**Exercise task:**
Rewrite the listing starting at the line containing "Is the green shrub" and ending with its final line, keeping every request unchanged. Multiply each bounding-box coordinate in the answers by 2.05 and round to the nearest whole number, with halves rounded up.

**Records for processing:**

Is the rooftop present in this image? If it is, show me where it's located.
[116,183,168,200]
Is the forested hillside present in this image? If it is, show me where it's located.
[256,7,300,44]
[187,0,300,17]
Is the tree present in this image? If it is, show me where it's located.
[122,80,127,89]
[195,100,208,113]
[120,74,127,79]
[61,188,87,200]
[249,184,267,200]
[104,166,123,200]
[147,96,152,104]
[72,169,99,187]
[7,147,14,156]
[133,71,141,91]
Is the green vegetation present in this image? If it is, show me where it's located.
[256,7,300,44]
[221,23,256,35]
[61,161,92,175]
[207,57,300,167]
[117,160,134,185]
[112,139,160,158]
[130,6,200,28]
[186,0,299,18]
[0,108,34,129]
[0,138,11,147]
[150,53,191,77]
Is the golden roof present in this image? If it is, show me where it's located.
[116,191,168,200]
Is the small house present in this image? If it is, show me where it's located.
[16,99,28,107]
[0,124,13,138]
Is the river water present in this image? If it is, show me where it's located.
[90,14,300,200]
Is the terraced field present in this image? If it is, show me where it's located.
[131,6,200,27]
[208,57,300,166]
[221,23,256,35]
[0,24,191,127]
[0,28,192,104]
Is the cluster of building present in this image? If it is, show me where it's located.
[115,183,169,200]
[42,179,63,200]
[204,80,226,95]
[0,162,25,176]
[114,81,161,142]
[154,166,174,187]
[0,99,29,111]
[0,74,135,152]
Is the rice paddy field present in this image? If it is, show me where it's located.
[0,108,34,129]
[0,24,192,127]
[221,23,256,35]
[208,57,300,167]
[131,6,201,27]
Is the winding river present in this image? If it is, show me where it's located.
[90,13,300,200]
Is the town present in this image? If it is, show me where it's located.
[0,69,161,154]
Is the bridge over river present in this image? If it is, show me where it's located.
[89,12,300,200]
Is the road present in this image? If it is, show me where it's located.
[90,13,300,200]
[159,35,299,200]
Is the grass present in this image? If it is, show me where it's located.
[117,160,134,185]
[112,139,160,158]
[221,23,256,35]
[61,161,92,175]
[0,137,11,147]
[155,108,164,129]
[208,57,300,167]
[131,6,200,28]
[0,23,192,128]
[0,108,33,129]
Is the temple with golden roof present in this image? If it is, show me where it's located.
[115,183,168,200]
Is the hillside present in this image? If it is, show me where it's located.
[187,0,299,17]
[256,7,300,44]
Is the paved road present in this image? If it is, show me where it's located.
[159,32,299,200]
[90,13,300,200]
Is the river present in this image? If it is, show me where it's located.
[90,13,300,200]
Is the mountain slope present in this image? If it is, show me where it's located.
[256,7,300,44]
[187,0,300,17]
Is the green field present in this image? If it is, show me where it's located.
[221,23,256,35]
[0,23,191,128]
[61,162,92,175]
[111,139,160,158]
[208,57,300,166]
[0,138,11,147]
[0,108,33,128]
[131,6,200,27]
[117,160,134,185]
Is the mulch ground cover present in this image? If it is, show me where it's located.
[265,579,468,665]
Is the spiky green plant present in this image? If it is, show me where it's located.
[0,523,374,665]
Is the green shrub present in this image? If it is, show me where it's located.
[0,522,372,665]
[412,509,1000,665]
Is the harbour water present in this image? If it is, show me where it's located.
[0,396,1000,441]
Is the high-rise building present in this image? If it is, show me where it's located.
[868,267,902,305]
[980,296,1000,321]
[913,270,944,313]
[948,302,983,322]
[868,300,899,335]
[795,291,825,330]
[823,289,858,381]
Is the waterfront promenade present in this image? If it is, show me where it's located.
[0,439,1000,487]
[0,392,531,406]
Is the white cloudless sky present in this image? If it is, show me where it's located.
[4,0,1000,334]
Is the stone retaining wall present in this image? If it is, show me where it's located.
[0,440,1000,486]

**Finished exercise:**
Is the green shrub present in this image? If it is, show me where it's located.
[0,1070,763,1363]
[845,1043,2050,1363]
Is the harbour water present in this image? If it is, show me where it's located.
[0,812,2050,904]
Is the high-rise building present in this image? If it is, show me where it's located.
[1779,547,1849,625]
[2009,607,2050,658]
[1872,554,1935,642]
[1943,619,2015,660]
[1779,615,1843,687]
[1630,597,1691,677]
[1687,592,1759,781]
Is the waterfront promenade present in this image? If it is, show me where it's located.
[0,900,2050,998]
[0,804,1089,832]
Is the white cloudless sky present in this image? If it is, show me where it's located.
[8,0,2050,685]
Is the stone retaining wall present in this image? If it is, show me where it's located.
[0,902,2050,996]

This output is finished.